#### [What this task involves]
Summarize the article on Cigna's CEO and the ACA marketplace in two sentences.

Cigna CEO David Cordani: ACA Marketplace Is Still In ‘Version 1.0’
By Julie Appleby
Kaiser Health News, December 7, 2015
Cigna CEO David Cordani says the individual market created by the 2010 health law would be better off if insurers were given more flexibility in designing coverage, as well as a more compressed, focused open enrollment period.
If Cigna’s deal is approved (merger of Anthem and Cigna), Cordani is expected to remain with the new company as president and chief operating officer.
Excerpts from his interview by Julie Appleby:
“We’ll take their leading Medicaid program and our leading Medicare program and put them together to design solutions for the dual-eligible population.”
“In terms of employer marketplace, we will be able to bring population health and management programs to their employer programs and help expand the geographic footprint.”
“Societally, we are just starting to understand how the market is operating. What is the other market with some similarity? Medicare Advantage [the private alternative to traditional Medicare]. It has a one-time limited enrollment period [that is shorter than the ACA] — I think that’s a good thing. Compress the enrollment period, focus it and have a limited number of exceptions.”
“Secondly, [provide] more flexibility on how [insurers’ provider] networks are designed.”
“What Medicare Advantage shows us is by offering more choice, and choice is not necessarily different names of insurers, but benefit designs and network configurations, you get the right choice for you … as opposed to socializing things down.”
“[The market] has to also have a real focus on transparency [for consumers]. It can have more choice aided by transparency [and] network visibility for individuals to understand what they are buying before they sign up.”

#### [Material shown]

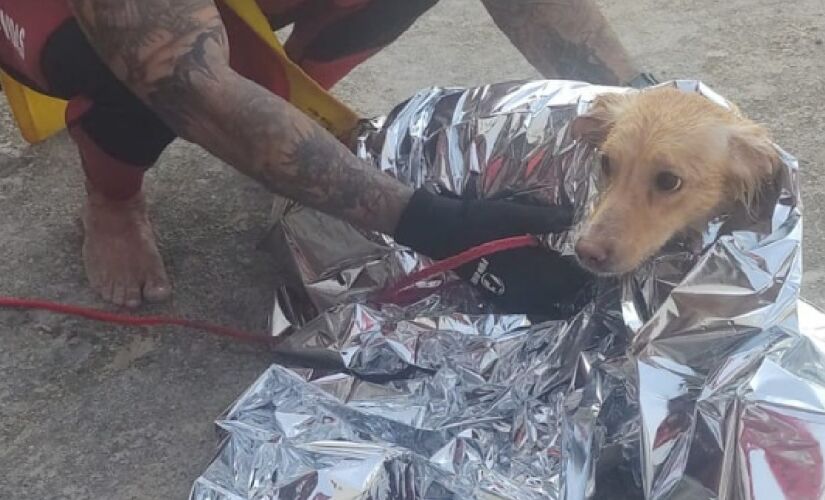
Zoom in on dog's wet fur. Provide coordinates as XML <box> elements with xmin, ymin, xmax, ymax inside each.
<box><xmin>571</xmin><ymin>87</ymin><xmax>779</xmax><ymax>275</ymax></box>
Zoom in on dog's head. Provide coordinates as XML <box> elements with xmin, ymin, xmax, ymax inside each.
<box><xmin>572</xmin><ymin>88</ymin><xmax>779</xmax><ymax>275</ymax></box>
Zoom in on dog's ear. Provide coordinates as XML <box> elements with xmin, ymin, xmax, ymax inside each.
<box><xmin>728</xmin><ymin>123</ymin><xmax>780</xmax><ymax>206</ymax></box>
<box><xmin>571</xmin><ymin>94</ymin><xmax>632</xmax><ymax>146</ymax></box>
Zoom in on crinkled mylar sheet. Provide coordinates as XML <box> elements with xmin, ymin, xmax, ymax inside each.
<box><xmin>191</xmin><ymin>81</ymin><xmax>825</xmax><ymax>500</ymax></box>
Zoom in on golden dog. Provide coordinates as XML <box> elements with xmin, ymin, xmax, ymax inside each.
<box><xmin>571</xmin><ymin>87</ymin><xmax>779</xmax><ymax>275</ymax></box>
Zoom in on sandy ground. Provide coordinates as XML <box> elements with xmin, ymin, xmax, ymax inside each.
<box><xmin>0</xmin><ymin>0</ymin><xmax>825</xmax><ymax>499</ymax></box>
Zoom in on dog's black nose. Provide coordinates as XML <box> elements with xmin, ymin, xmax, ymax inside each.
<box><xmin>576</xmin><ymin>239</ymin><xmax>611</xmax><ymax>271</ymax></box>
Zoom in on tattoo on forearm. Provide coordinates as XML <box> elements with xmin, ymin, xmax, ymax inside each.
<box><xmin>482</xmin><ymin>0</ymin><xmax>637</xmax><ymax>85</ymax></box>
<box><xmin>70</xmin><ymin>0</ymin><xmax>411</xmax><ymax>233</ymax></box>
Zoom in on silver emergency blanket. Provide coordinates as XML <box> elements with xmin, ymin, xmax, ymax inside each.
<box><xmin>191</xmin><ymin>81</ymin><xmax>825</xmax><ymax>500</ymax></box>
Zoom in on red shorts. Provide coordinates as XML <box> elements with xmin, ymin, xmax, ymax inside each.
<box><xmin>0</xmin><ymin>0</ymin><xmax>438</xmax><ymax>198</ymax></box>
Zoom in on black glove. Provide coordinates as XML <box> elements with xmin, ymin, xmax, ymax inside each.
<box><xmin>394</xmin><ymin>189</ymin><xmax>591</xmax><ymax>317</ymax></box>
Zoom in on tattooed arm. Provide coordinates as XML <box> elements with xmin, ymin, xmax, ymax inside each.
<box><xmin>482</xmin><ymin>0</ymin><xmax>639</xmax><ymax>85</ymax></box>
<box><xmin>69</xmin><ymin>0</ymin><xmax>412</xmax><ymax>234</ymax></box>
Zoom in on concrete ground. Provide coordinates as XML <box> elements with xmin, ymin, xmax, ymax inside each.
<box><xmin>0</xmin><ymin>0</ymin><xmax>825</xmax><ymax>499</ymax></box>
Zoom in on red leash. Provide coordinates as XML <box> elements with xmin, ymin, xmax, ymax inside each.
<box><xmin>378</xmin><ymin>234</ymin><xmax>540</xmax><ymax>302</ymax></box>
<box><xmin>0</xmin><ymin>235</ymin><xmax>539</xmax><ymax>345</ymax></box>
<box><xmin>0</xmin><ymin>296</ymin><xmax>273</xmax><ymax>343</ymax></box>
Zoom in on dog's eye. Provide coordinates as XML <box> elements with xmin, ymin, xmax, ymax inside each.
<box><xmin>656</xmin><ymin>172</ymin><xmax>682</xmax><ymax>191</ymax></box>
<box><xmin>602</xmin><ymin>155</ymin><xmax>611</xmax><ymax>177</ymax></box>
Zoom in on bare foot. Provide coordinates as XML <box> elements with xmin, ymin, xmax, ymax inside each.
<box><xmin>82</xmin><ymin>188</ymin><xmax>172</xmax><ymax>308</ymax></box>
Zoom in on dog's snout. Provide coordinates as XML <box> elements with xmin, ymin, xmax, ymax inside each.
<box><xmin>576</xmin><ymin>239</ymin><xmax>613</xmax><ymax>271</ymax></box>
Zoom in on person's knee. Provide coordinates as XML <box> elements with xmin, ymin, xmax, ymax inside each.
<box><xmin>304</xmin><ymin>0</ymin><xmax>438</xmax><ymax>61</ymax></box>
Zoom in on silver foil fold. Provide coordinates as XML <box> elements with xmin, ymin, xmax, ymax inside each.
<box><xmin>191</xmin><ymin>81</ymin><xmax>825</xmax><ymax>500</ymax></box>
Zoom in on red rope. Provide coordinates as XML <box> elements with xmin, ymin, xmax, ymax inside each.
<box><xmin>378</xmin><ymin>234</ymin><xmax>540</xmax><ymax>303</ymax></box>
<box><xmin>0</xmin><ymin>296</ymin><xmax>274</xmax><ymax>343</ymax></box>
<box><xmin>0</xmin><ymin>235</ymin><xmax>539</xmax><ymax>345</ymax></box>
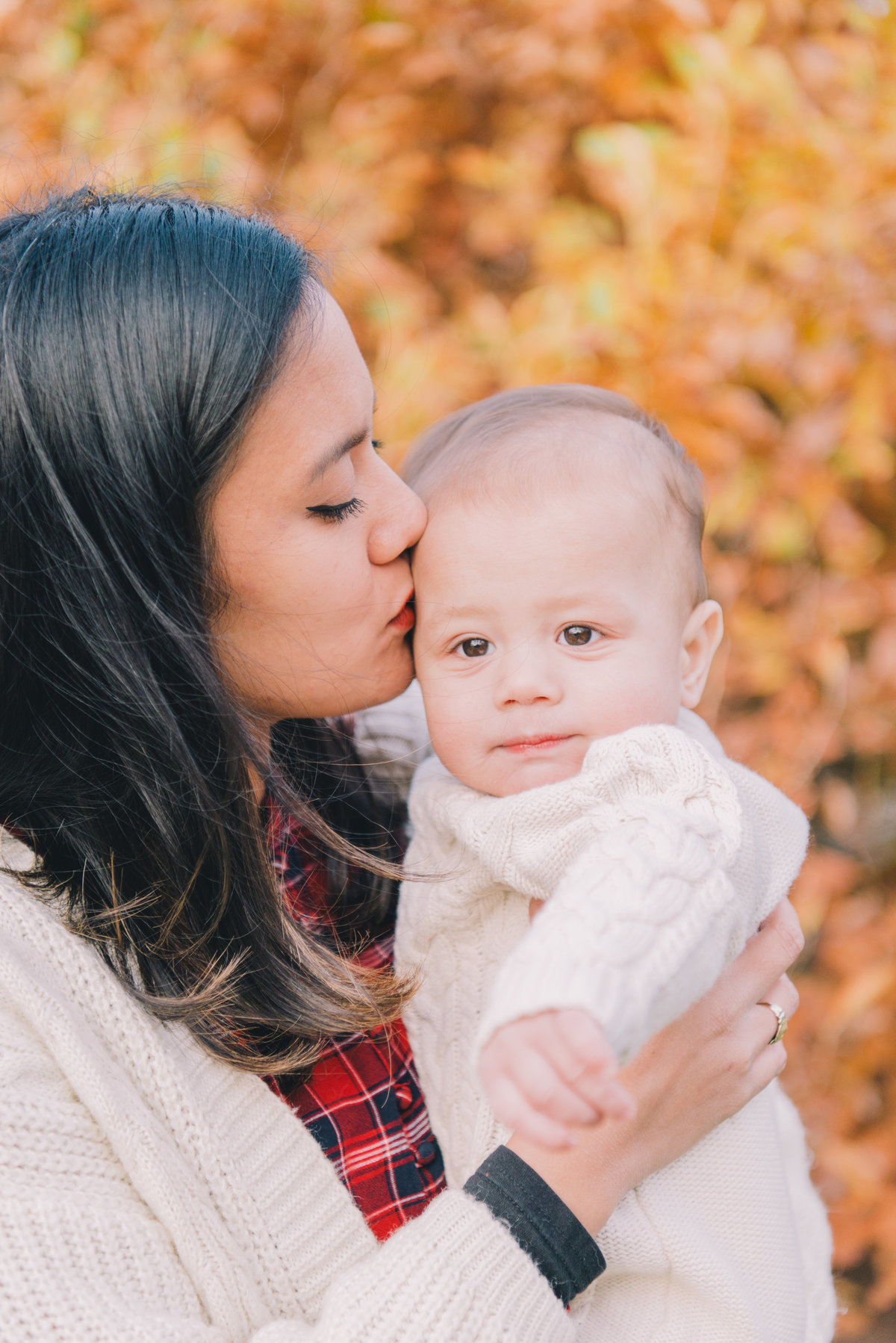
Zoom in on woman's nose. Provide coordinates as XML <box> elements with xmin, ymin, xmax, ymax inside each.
<box><xmin>367</xmin><ymin>462</ymin><xmax>426</xmax><ymax>564</ymax></box>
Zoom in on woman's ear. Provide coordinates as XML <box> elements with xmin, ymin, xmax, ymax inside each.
<box><xmin>681</xmin><ymin>602</ymin><xmax>724</xmax><ymax>709</ymax></box>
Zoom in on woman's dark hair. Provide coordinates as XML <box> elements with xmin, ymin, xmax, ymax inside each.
<box><xmin>0</xmin><ymin>190</ymin><xmax>405</xmax><ymax>1073</ymax></box>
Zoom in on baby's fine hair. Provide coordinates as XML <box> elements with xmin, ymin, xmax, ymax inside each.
<box><xmin>402</xmin><ymin>382</ymin><xmax>706</xmax><ymax>604</ymax></box>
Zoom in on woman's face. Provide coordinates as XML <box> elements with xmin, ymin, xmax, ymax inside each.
<box><xmin>208</xmin><ymin>296</ymin><xmax>426</xmax><ymax>724</ymax></box>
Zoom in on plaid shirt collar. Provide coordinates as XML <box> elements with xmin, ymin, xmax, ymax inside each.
<box><xmin>266</xmin><ymin>804</ymin><xmax>445</xmax><ymax>1241</ymax></box>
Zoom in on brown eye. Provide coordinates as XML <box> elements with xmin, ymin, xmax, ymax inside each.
<box><xmin>560</xmin><ymin>624</ymin><xmax>595</xmax><ymax>648</ymax></box>
<box><xmin>458</xmin><ymin>638</ymin><xmax>491</xmax><ymax>658</ymax></box>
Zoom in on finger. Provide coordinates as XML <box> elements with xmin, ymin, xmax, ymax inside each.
<box><xmin>518</xmin><ymin>1008</ymin><xmax>635</xmax><ymax>1124</ymax></box>
<box><xmin>767</xmin><ymin>975</ymin><xmax>799</xmax><ymax>1020</ymax></box>
<box><xmin>489</xmin><ymin>1077</ymin><xmax>573</xmax><ymax>1151</ymax></box>
<box><xmin>505</xmin><ymin>1049</ymin><xmax>598</xmax><ymax>1124</ymax></box>
<box><xmin>706</xmin><ymin>900</ymin><xmax>803</xmax><ymax>1025</ymax></box>
<box><xmin>478</xmin><ymin>1037</ymin><xmax>598</xmax><ymax>1124</ymax></box>
<box><xmin>555</xmin><ymin>1008</ymin><xmax>618</xmax><ymax>1080</ymax></box>
<box><xmin>744</xmin><ymin>1040</ymin><xmax>787</xmax><ymax>1100</ymax></box>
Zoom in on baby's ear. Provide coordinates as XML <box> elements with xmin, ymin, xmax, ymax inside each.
<box><xmin>681</xmin><ymin>602</ymin><xmax>724</xmax><ymax>709</ymax></box>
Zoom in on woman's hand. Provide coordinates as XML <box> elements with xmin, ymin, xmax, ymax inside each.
<box><xmin>508</xmin><ymin>900</ymin><xmax>803</xmax><ymax>1234</ymax></box>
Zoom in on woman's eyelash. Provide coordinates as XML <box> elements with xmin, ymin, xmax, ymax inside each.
<box><xmin>308</xmin><ymin>498</ymin><xmax>367</xmax><ymax>522</ymax></box>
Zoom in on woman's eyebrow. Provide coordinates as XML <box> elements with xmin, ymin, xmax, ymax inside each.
<box><xmin>308</xmin><ymin>424</ymin><xmax>371</xmax><ymax>485</ymax></box>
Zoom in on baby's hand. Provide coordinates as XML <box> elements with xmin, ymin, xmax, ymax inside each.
<box><xmin>479</xmin><ymin>1008</ymin><xmax>634</xmax><ymax>1148</ymax></box>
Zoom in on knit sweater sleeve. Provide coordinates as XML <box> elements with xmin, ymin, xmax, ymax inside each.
<box><xmin>478</xmin><ymin>728</ymin><xmax>758</xmax><ymax>1058</ymax></box>
<box><xmin>0</xmin><ymin>845</ymin><xmax>573</xmax><ymax>1343</ymax></box>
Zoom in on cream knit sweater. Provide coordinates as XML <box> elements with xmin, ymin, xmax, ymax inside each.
<box><xmin>0</xmin><ymin>837</ymin><xmax>575</xmax><ymax>1343</ymax></box>
<box><xmin>396</xmin><ymin>713</ymin><xmax>834</xmax><ymax>1343</ymax></box>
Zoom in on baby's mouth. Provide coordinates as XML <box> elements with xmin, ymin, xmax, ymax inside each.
<box><xmin>501</xmin><ymin>733</ymin><xmax>571</xmax><ymax>754</ymax></box>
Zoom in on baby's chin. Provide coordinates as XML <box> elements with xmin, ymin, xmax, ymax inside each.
<box><xmin>452</xmin><ymin>741</ymin><xmax>590</xmax><ymax>798</ymax></box>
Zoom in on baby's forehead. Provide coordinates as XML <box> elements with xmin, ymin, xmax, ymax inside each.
<box><xmin>451</xmin><ymin>407</ymin><xmax>671</xmax><ymax>521</ymax></box>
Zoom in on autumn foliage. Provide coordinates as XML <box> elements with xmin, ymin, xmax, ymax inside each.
<box><xmin>0</xmin><ymin>0</ymin><xmax>896</xmax><ymax>1338</ymax></box>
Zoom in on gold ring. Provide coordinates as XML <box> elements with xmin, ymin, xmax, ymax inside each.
<box><xmin>759</xmin><ymin>1003</ymin><xmax>788</xmax><ymax>1045</ymax></box>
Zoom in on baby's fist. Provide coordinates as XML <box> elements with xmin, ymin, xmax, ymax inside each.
<box><xmin>479</xmin><ymin>1008</ymin><xmax>634</xmax><ymax>1148</ymax></box>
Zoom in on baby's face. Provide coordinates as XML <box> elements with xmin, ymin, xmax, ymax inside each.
<box><xmin>414</xmin><ymin>477</ymin><xmax>691</xmax><ymax>796</ymax></box>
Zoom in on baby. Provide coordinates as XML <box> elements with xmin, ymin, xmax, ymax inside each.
<box><xmin>396</xmin><ymin>385</ymin><xmax>834</xmax><ymax>1343</ymax></box>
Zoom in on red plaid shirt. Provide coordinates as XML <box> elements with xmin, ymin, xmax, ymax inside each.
<box><xmin>267</xmin><ymin>807</ymin><xmax>445</xmax><ymax>1241</ymax></box>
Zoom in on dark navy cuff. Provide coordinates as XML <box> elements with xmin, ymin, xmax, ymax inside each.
<box><xmin>464</xmin><ymin>1147</ymin><xmax>607</xmax><ymax>1306</ymax></box>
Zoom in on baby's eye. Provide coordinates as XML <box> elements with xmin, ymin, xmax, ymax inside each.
<box><xmin>454</xmin><ymin>635</ymin><xmax>494</xmax><ymax>658</ymax></box>
<box><xmin>560</xmin><ymin>624</ymin><xmax>598</xmax><ymax>648</ymax></box>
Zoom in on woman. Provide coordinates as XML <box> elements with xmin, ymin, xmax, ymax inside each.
<box><xmin>0</xmin><ymin>192</ymin><xmax>799</xmax><ymax>1343</ymax></box>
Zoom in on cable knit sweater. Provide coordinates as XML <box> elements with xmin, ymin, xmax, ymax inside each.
<box><xmin>0</xmin><ymin>837</ymin><xmax>575</xmax><ymax>1343</ymax></box>
<box><xmin>396</xmin><ymin>713</ymin><xmax>834</xmax><ymax>1343</ymax></box>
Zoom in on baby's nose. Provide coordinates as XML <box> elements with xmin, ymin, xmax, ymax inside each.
<box><xmin>498</xmin><ymin>663</ymin><xmax>560</xmax><ymax>705</ymax></box>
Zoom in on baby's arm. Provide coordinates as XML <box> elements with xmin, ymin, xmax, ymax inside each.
<box><xmin>478</xmin><ymin>1008</ymin><xmax>634</xmax><ymax>1148</ymax></box>
<box><xmin>478</xmin><ymin>736</ymin><xmax>752</xmax><ymax>1147</ymax></box>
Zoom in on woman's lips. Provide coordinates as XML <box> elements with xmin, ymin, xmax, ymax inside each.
<box><xmin>501</xmin><ymin>736</ymin><xmax>570</xmax><ymax>754</ymax></box>
<box><xmin>390</xmin><ymin>592</ymin><xmax>414</xmax><ymax>634</ymax></box>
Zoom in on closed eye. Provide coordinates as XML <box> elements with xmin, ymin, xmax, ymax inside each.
<box><xmin>306</xmin><ymin>498</ymin><xmax>367</xmax><ymax>522</ymax></box>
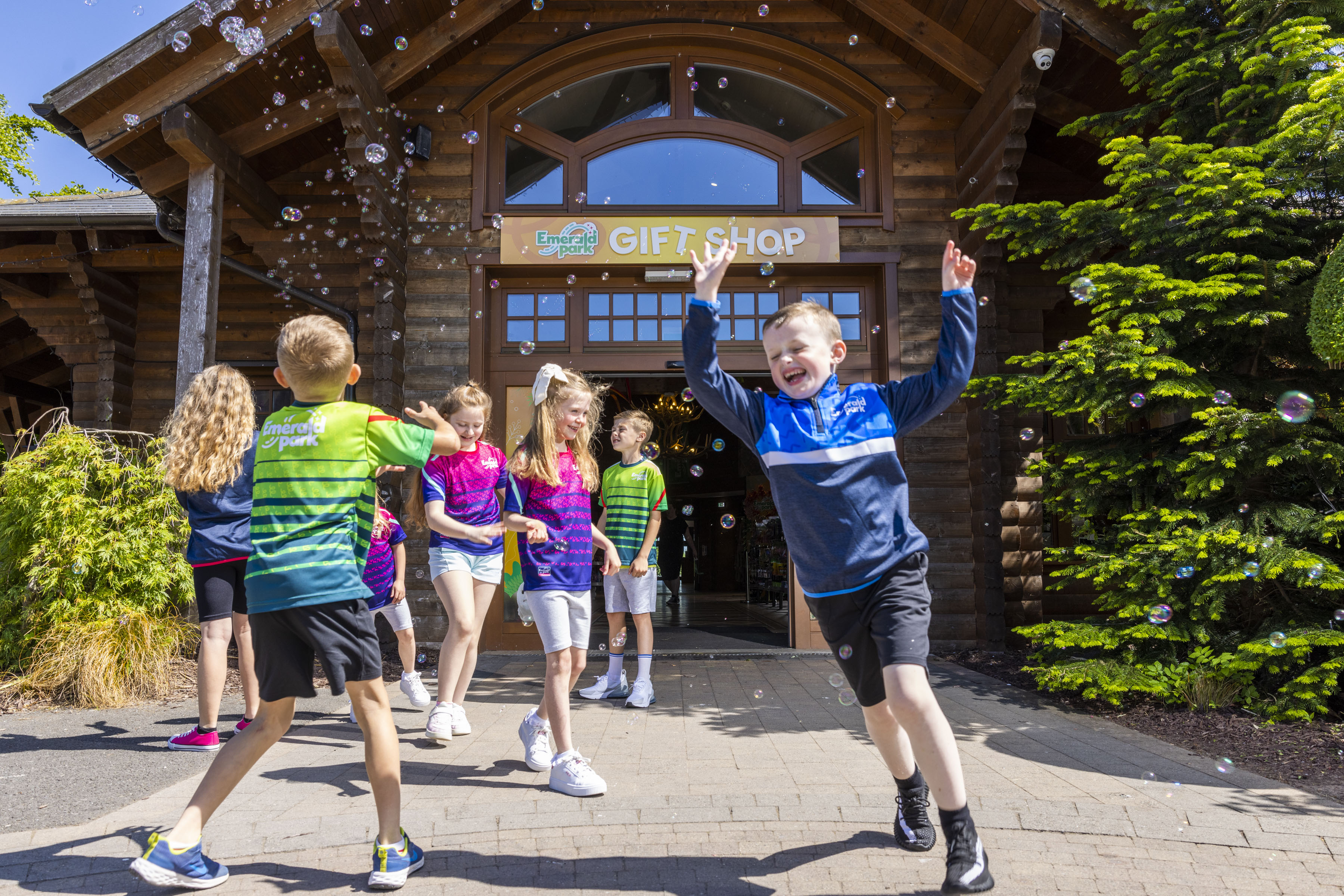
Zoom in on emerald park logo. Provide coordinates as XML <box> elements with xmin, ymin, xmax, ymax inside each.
<box><xmin>536</xmin><ymin>220</ymin><xmax>598</xmax><ymax>258</ymax></box>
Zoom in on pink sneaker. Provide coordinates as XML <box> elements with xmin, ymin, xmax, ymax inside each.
<box><xmin>168</xmin><ymin>725</ymin><xmax>219</xmax><ymax>752</ymax></box>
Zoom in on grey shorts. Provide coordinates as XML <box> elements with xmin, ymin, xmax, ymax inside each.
<box><xmin>519</xmin><ymin>590</ymin><xmax>593</xmax><ymax>653</ymax></box>
<box><xmin>806</xmin><ymin>552</ymin><xmax>930</xmax><ymax>706</ymax></box>
<box><xmin>602</xmin><ymin>567</ymin><xmax>659</xmax><ymax>614</ymax></box>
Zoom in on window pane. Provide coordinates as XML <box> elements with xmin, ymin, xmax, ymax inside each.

#### [Solution to the exercise]
Cigna CEO David Cordani says the individual market created by the 2010 health law would be better off if insurers had more flexibility in designing coverage and provider networks and if open enrollment were compressed and focused, as Medicare Advantage's limited enrollment period is. He also calls for a real focus on transparency so consumers understand what they are buying before they sign up, and he is expected to stay on as president and chief operating officer if the Anthem-Cigna merger is approved.